#### TASK BRIEF
Which lines below contain "orange"? Copy every one of them.

Dataset items:
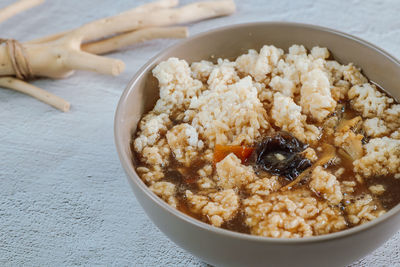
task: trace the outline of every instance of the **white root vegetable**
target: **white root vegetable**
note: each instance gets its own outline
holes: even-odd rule
[[[24,10],[42,4],[43,2],[44,0],[21,0],[8,7],[5,7],[0,10],[0,23]],[[15,48],[16,47],[13,47],[13,50],[15,50]],[[21,53],[21,51],[18,52]],[[23,57],[23,55],[20,55],[20,57]],[[26,60],[26,58],[23,59],[24,61]],[[26,61],[24,63],[26,64]],[[70,109],[70,103],[64,99],[14,77],[0,77],[0,87],[30,95],[63,112],[67,112]]]
[[[27,9],[40,5],[44,0],[19,0],[14,4],[0,9],[0,23]]]
[[[43,0],[44,1],[44,0]],[[162,9],[162,8],[171,8],[171,7],[175,7],[179,4],[178,0],[159,0],[156,2],[152,2],[149,4],[144,4],[141,6],[138,6],[136,8],[133,8],[129,11],[130,15],[135,15],[134,13],[136,12],[151,12],[157,9]],[[126,12],[122,12],[120,13],[120,15],[125,14]],[[69,33],[71,31],[64,31],[64,32],[59,32],[56,34],[52,34],[49,36],[45,36],[45,37],[41,37],[41,38],[37,38],[28,42],[25,42],[26,44],[37,44],[37,43],[46,43],[46,42],[50,42],[50,41],[54,41],[56,39],[59,39],[60,37],[66,35],[67,33]]]
[[[64,78],[74,70],[89,70],[117,76],[125,67],[121,60],[100,57],[80,50],[81,43],[73,33],[45,44],[23,45],[33,75]],[[24,57],[17,55],[16,61]],[[0,76],[15,75],[11,57],[5,46],[0,47]]]
[[[83,41],[90,41],[141,28],[169,26],[227,16],[236,10],[233,0],[203,1],[180,8],[170,8],[177,4],[178,1],[174,0],[161,0],[149,3],[112,17],[90,22],[76,30],[81,31],[85,36]],[[101,31],[98,29],[101,29]],[[70,33],[70,31],[34,39],[26,42],[26,44],[54,41],[67,33]]]
[[[114,17],[88,23],[54,41],[23,44],[33,74],[63,78],[71,75],[76,69],[119,75],[125,68],[121,60],[84,52],[81,50],[82,42],[144,27],[180,24],[229,15],[235,11],[235,4],[232,0],[219,0],[199,2],[174,9],[155,9],[151,12],[140,11],[143,9],[145,8],[139,7]],[[4,46],[0,47],[0,60],[2,62],[0,76],[15,75],[16,71]]]
[[[26,58],[34,76],[64,78],[74,70],[95,71],[101,74],[117,76],[125,68],[118,59],[92,55],[81,51],[81,36],[72,31],[65,36],[48,43],[23,44]],[[22,62],[25,57],[17,55],[16,61]],[[15,75],[8,49],[0,47],[0,76]]]
[[[113,17],[93,21],[83,25],[77,31],[82,35],[83,41],[90,41],[141,28],[169,26],[227,16],[235,10],[233,0],[204,1],[180,8],[158,9],[152,12],[137,12],[133,9]]]
[[[97,42],[86,43],[81,46],[85,52],[96,55],[110,53],[128,45],[162,38],[185,38],[188,36],[187,27],[154,27],[144,28],[117,35]]]
[[[42,2],[44,0],[20,0],[0,9],[0,22]],[[163,26],[230,15],[235,11],[233,0],[205,1],[174,8],[177,5],[178,0],[159,0],[23,44],[7,40],[6,45],[0,46],[0,87],[28,94],[67,111],[70,107],[67,101],[8,76],[63,78],[74,70],[116,76],[124,70],[124,63],[98,54],[155,38],[184,38],[188,35],[186,27]]]
[[[13,77],[0,77],[0,87],[12,89],[27,95],[30,95],[46,104],[49,104],[61,111],[68,111],[70,108],[70,103],[64,99],[53,95],[39,87],[36,87],[27,82],[18,80]]]
[[[157,9],[176,7],[179,4],[179,0],[159,0],[152,3],[144,4],[134,8],[136,12],[150,12]],[[127,11],[129,12],[129,11]],[[121,13],[123,14],[123,13]]]
[[[129,14],[145,13],[160,8],[174,7],[178,0],[159,0],[132,9]],[[126,12],[121,13],[125,14]],[[84,26],[83,26],[84,27]],[[82,28],[82,27],[81,27]],[[121,60],[99,57],[81,51],[83,39],[81,28],[57,33],[44,38],[36,39],[23,44],[26,58],[29,59],[32,74],[51,78],[63,78],[71,75],[73,70],[89,70],[101,74],[117,76],[125,68]],[[102,31],[101,28],[96,28]],[[14,75],[14,69],[10,55],[7,55],[6,47],[0,47],[0,76]],[[21,55],[16,61],[24,61]]]

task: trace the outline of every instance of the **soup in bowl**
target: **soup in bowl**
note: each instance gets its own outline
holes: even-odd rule
[[[398,229],[399,73],[329,29],[217,29],[139,71],[117,149],[149,217],[211,264],[348,264]]]

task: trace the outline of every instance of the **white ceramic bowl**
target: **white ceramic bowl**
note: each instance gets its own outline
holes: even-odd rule
[[[130,142],[142,115],[158,99],[151,70],[169,57],[189,63],[210,58],[234,58],[248,49],[272,44],[287,49],[327,47],[342,64],[355,63],[364,74],[400,99],[400,63],[388,53],[356,37],[334,30],[295,23],[251,23],[216,29],[188,38],[152,58],[133,77],[115,115],[115,143],[137,200],[150,219],[172,241],[217,266],[344,266],[365,256],[400,228],[400,205],[385,215],[334,234],[300,239],[275,239],[219,229],[195,220],[153,194],[135,171]],[[400,192],[399,192],[400,194]]]

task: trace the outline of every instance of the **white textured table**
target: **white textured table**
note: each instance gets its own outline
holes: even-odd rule
[[[0,7],[12,0],[1,0]],[[0,25],[0,37],[28,40],[77,27],[146,1],[48,0]],[[183,3],[191,1],[182,1]],[[400,2],[244,1],[238,12],[190,26],[190,33],[251,21],[318,24],[364,38],[400,57]],[[117,158],[113,116],[132,75],[175,41],[151,41],[111,55],[119,77],[77,72],[36,85],[69,100],[62,113],[0,89],[0,266],[204,266],[175,246],[136,202]],[[355,266],[400,266],[400,233]]]

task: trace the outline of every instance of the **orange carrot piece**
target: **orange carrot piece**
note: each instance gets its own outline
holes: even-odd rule
[[[254,148],[246,146],[225,146],[225,145],[215,145],[214,149],[214,163],[218,163],[223,160],[230,153],[233,153],[238,157],[242,163],[250,157],[253,153]]]

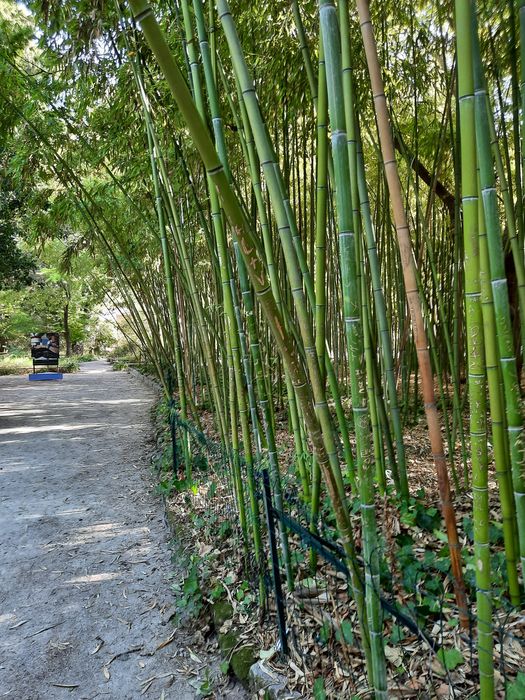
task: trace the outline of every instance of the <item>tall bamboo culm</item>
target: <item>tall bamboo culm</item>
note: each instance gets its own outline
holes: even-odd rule
[[[480,697],[494,696],[492,659],[492,595],[490,577],[489,502],[486,421],[485,348],[481,309],[478,182],[474,74],[472,66],[472,5],[456,2],[459,121],[461,135],[461,201],[465,250],[465,312],[470,402],[470,447],[474,515],[474,557]]]
[[[427,417],[432,457],[436,468],[441,511],[443,513],[443,519],[447,528],[456,602],[459,609],[461,624],[463,627],[468,627],[469,615],[461,564],[461,545],[458,538],[456,515],[452,504],[447,462],[444,453],[441,425],[434,393],[434,377],[430,362],[430,353],[428,349],[428,340],[423,320],[423,313],[421,310],[421,301],[419,299],[416,266],[412,253],[410,230],[408,227],[405,204],[401,190],[401,182],[399,179],[396,157],[394,153],[394,143],[388,115],[388,106],[385,98],[383,78],[381,76],[377,45],[374,37],[372,20],[370,18],[368,2],[367,0],[357,0],[356,4],[365,47],[368,73],[370,75],[370,82],[372,85],[372,95],[377,117],[379,141],[383,156],[383,166],[390,193],[390,202],[392,204],[399,251],[401,254],[405,293],[410,310],[412,332],[414,335],[417,360],[421,374],[423,402]]]
[[[145,0],[130,0],[130,5],[133,10],[134,18],[140,23],[146,40],[168,82],[170,91],[178,104],[194,145],[199,151],[200,157],[206,167],[206,171],[221,197],[224,212],[238,238],[239,247],[243,259],[245,260],[256,297],[261,305],[261,309],[271,330],[279,354],[290,375],[306,429],[312,442],[314,454],[321,468],[333,504],[341,542],[351,572],[358,611],[360,611],[362,617],[364,608],[361,572],[359,571],[356,560],[348,509],[346,503],[341,499],[338,481],[332,470],[330,457],[326,451],[324,444],[325,435],[321,430],[313,406],[309,383],[306,379],[301,362],[297,358],[292,339],[286,332],[283,319],[277,309],[265,267],[258,254],[258,247],[253,241],[253,234],[244,215],[244,211],[228,183],[224,167],[210,139],[207,127],[202,121],[184,78],[173,60],[151,7]],[[367,649],[370,648],[370,645],[368,642],[368,630],[364,620],[362,620],[362,632],[362,643],[365,653],[367,653]]]

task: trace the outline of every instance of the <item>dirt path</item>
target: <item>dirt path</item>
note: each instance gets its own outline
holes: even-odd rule
[[[198,697],[185,640],[157,650],[174,628],[153,399],[105,362],[0,377],[0,697]]]

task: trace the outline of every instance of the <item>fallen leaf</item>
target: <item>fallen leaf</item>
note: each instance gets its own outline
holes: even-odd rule
[[[13,625],[9,629],[16,630],[17,627],[22,627],[22,625],[25,625],[26,622],[29,622],[29,620],[20,620],[20,622],[17,622],[16,625]]]
[[[276,653],[277,650],[275,647],[272,647],[271,649],[261,649],[259,652],[259,658],[263,661],[269,661],[275,656]]]
[[[42,632],[47,632],[48,630],[52,630],[55,627],[58,627],[59,625],[63,625],[64,620],[61,620],[60,622],[56,622],[54,625],[49,625],[49,627],[42,627],[41,630],[38,630],[38,632],[33,632],[33,634],[29,634],[26,639],[30,639],[31,637],[36,637],[37,634],[42,634]]]
[[[441,685],[436,690],[436,695],[440,698],[448,698],[450,693],[450,688],[446,683],[441,683]]]
[[[176,630],[173,631],[167,639],[165,639],[163,642],[161,642],[159,644],[158,647],[156,647],[155,651],[158,651],[159,649],[164,649],[164,647],[167,647],[168,644],[171,644],[172,641],[175,639],[176,633],[177,633]]]
[[[298,676],[299,678],[302,678],[304,676],[304,672],[301,671],[299,666],[297,666],[297,664],[294,664],[294,662],[291,659],[288,661],[288,665],[290,666],[290,668],[296,676]]]
[[[199,659],[197,654],[195,654],[189,647],[186,647],[186,649],[188,650],[191,658],[195,661],[195,663],[198,663],[198,664],[202,663],[202,661]]]
[[[90,651],[90,652],[89,652],[90,654],[96,654],[98,651],[100,651],[100,650],[102,649],[102,646],[104,645],[104,640],[103,640],[103,639],[100,639],[100,637],[97,637],[97,639],[100,640],[100,641],[99,641],[99,643],[97,644],[97,646],[93,649],[93,651]]]
[[[385,645],[385,656],[396,668],[403,663],[403,655],[396,647],[388,646],[388,644]]]

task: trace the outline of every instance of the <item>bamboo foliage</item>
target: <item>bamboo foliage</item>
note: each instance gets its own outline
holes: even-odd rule
[[[348,514],[344,503],[339,497],[337,481],[329,466],[329,456],[326,452],[323,434],[313,408],[309,385],[306,381],[302,366],[296,357],[292,340],[285,331],[284,323],[277,310],[271,287],[268,284],[265,268],[257,255],[257,248],[253,243],[252,234],[247,226],[242,208],[228,185],[224,168],[219,161],[207,129],[193,104],[188,87],[182,78],[182,74],[173,61],[151,8],[146,2],[143,2],[143,0],[133,0],[130,4],[134,12],[135,20],[140,22],[146,39],[152,51],[155,53],[157,61],[169,84],[173,97],[177,101],[179,109],[185,117],[195,146],[199,150],[208,175],[211,177],[214,186],[220,194],[224,211],[239,240],[239,247],[243,259],[246,262],[248,274],[255,289],[257,299],[265,314],[276,345],[279,348],[292,380],[295,393],[301,406],[302,415],[314,446],[316,458],[323,470],[327,481],[327,487],[334,503],[334,509],[341,529],[345,550],[349,557],[349,563],[354,567],[355,555],[350,534],[351,530]]]

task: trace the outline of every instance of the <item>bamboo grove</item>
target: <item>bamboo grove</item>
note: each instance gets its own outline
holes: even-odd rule
[[[448,614],[495,697],[495,619],[524,600],[525,3],[248,5],[30,3],[39,48],[0,51],[15,166],[105,261],[181,423],[210,408],[258,571],[262,471],[312,533],[333,515],[376,698],[382,518],[421,486],[425,426]],[[188,482],[191,451],[182,431]]]

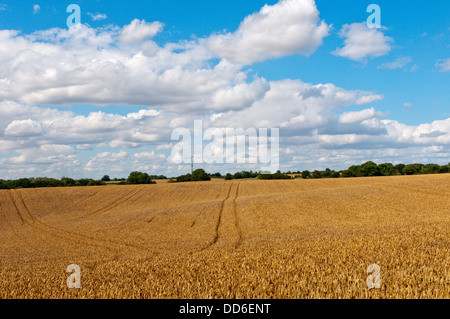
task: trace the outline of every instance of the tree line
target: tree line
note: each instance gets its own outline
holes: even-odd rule
[[[101,180],[94,180],[91,178],[72,179],[63,177],[61,179],[48,177],[32,177],[20,178],[16,180],[0,180],[0,189],[15,189],[15,188],[38,188],[38,187],[69,187],[69,186],[98,186],[105,185]]]
[[[364,176],[394,176],[394,175],[419,175],[419,174],[445,174],[450,173],[450,163],[447,165],[438,164],[397,164],[383,163],[376,164],[372,161],[365,162],[361,165],[352,165],[345,170],[325,170],[314,171],[277,171],[274,174],[264,174],[253,171],[240,171],[234,174],[227,173],[221,175],[220,173],[210,174],[211,177],[224,178],[225,180],[243,179],[243,178],[258,178],[258,179],[290,179],[290,178],[341,178],[341,177],[364,177]]]
[[[220,173],[217,176],[213,174],[215,177],[221,177]],[[180,175],[175,178],[171,178],[169,183],[181,183],[181,182],[199,182],[199,181],[210,181],[211,175],[207,174],[204,169],[199,168],[192,172],[192,174]]]
[[[450,163],[447,165],[438,164],[397,164],[391,163],[375,164],[366,162],[362,165],[353,165],[342,171],[343,177],[360,176],[392,176],[392,175],[419,175],[419,174],[445,174],[450,173]]]
[[[39,188],[39,187],[74,187],[74,186],[100,186],[107,185],[108,182],[117,182],[117,185],[129,184],[156,184],[153,179],[166,179],[164,175],[149,175],[142,172],[131,172],[127,179],[114,178],[111,179],[105,175],[100,180],[92,178],[73,179],[70,177],[62,177],[61,179],[48,177],[31,177],[20,178],[16,180],[0,179],[0,189],[17,189],[17,188]]]
[[[372,161],[365,162],[361,165],[352,165],[345,170],[334,171],[329,168],[312,172],[304,171],[287,171],[282,173],[277,171],[274,174],[266,174],[263,172],[253,171],[239,171],[234,174],[221,173],[208,174],[205,170],[199,168],[192,172],[192,174],[180,175],[178,177],[170,178],[169,183],[191,182],[191,181],[210,181],[211,178],[223,178],[225,180],[232,179],[291,179],[291,178],[345,178],[345,177],[363,177],[363,176],[393,176],[393,175],[418,175],[418,174],[445,174],[450,173],[450,163],[447,165],[438,164],[397,164],[383,163],[376,164]],[[73,187],[73,186],[100,186],[106,185],[109,182],[117,182],[117,185],[129,184],[156,184],[154,180],[167,179],[164,175],[149,175],[142,172],[131,172],[127,179],[111,179],[108,175],[103,176],[100,180],[91,178],[72,179],[69,177],[62,177],[61,179],[37,177],[37,178],[20,178],[16,180],[2,180],[0,179],[0,189],[16,189],[16,188],[38,188],[38,187]]]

#### ANSWER SPACE
task: trace the outline of every instance of the **orange carrot piece**
target: **orange carrot piece**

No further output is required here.